Start of Excerpt

This is a fairly brief reply to the responsibility question. The Library is an integral major participant in the development of the University's CWIS, including the development of a University home page. Anything posted thereto must be approved by the larger body. (quoted from a library-related mailing-list, March 1995)The above statement clarifies the difference (in questions of responsiblity) between the university library and the general, public library. The former is a part of that semi-autonomous (in relation to the state) public institution, the university. Being only a part of the university, the university library is only, or at least primarily, responsible to the university. The university itself is then responsible to the rest of us (the society at large). Above all, the university is responsible for the quality and development of science, learning and higher education.
To whom, then, is the general, public library responsible? Certainly not to the university. The responsiblity of the general library is to the general public. The public library is the backbone of the public sphere, thus of the public itself. The public became one only when it started to read and write, i.e. the genesis of the public coincides with the coming of the book, the bookshop, the journal, the Lesegesellschaft, the coffee house, the newspaper - and then, finally, the public library. The public library system was born at the point in history when the masses began to read books and papers, i.e. when the people started to constitute itself as a public. This happened only during, say, the last two hundred years. (In my country, Finland, we actually celebrated the bi-centennial of the public library only last autumn.) The process I refer to is, obviously, parallell to the rise of political democracy.
Now, coming back to the question of responsiblity of what is said on the hypertext-pages and how these pages are edited, lay-outed etc, in the public library , I am of the opinion that the individual librarian is the basic operational and responsible unit. Please consider this person (the librarian) as a public figure, a publisher and editor who is responsible to the public for what she or he says and writes.
This figure (the individual librarian) should have a maximum of freedom of expression. There should be no committee or board who can intervene before she or he says or writes, or says, or shows, what she or he likes to write, say or show.
I don't mean that it is a bad idea to set up a supervisory board for the WWW-pages of the library, maybe with the chief-librarian as its head. What the policy of such a board should be is not so terribly difficult to see. It is summed up in "the ideal of making all information available without delay to all people" (I thank Michael S Hart of the Gutenberg Etext project for this formulation; he has in turn quoted it from The Software Toolworks Encyclopedia by Grolier Electronic Publishing 1990). The crucial word, here, is, of course, "information". (I suggest that, in the library, at least, we apply the semantic approach; information is "meaning". Thus, we skip, for the moment, the mathematical or "bandwidth" concept of information.) The point is, however, that the traditional 'ethos' of the public library, is providing both the necessary and sufficient platform for the organizing of the "electronic library". The problem, here, is not one of responsibility, but of the fast tempo of change, the very small scale of economic investments (public or private) in the library sector (compared with the investments in the so called information super-highway), the need for new skills, and even for the aquirement of new kinds of "literacy".

End of Excerpt
Start of Dataset content

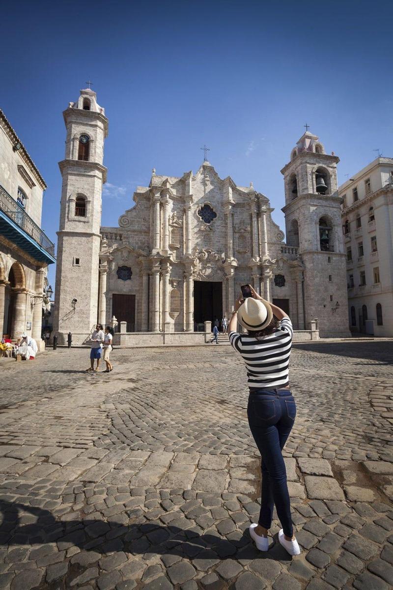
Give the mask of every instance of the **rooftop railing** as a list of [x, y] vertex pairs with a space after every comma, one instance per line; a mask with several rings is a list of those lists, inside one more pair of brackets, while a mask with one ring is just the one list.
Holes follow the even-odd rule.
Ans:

End of Dataset content

● Work required
Reproduce the passage of the essay on library responsibility starting with "This is a fairly" and going on through "and higher education.", without any changes.

● Answer to this problem
This is a fairly brief reply to the responsibility question. The Library is an integral major participant in the development of the University's CWIS, including the development of a University home page. Anything posted thereto must be approved by the larger body. (quoted from a library-related mailing-list, March 1995)The above statement clarifies the difference (in questions of responsiblity) between the university library and the general, public library. The former is a part of that semi-autonomous (in relation to the state) public institution, the university. Being only a part of the university, the university library is only, or at least primarily, responsible to the university. The university itself is then responsible to the rest of us (the society at large). Above all, the university is responsible for the quality and development of science, learning and higher education.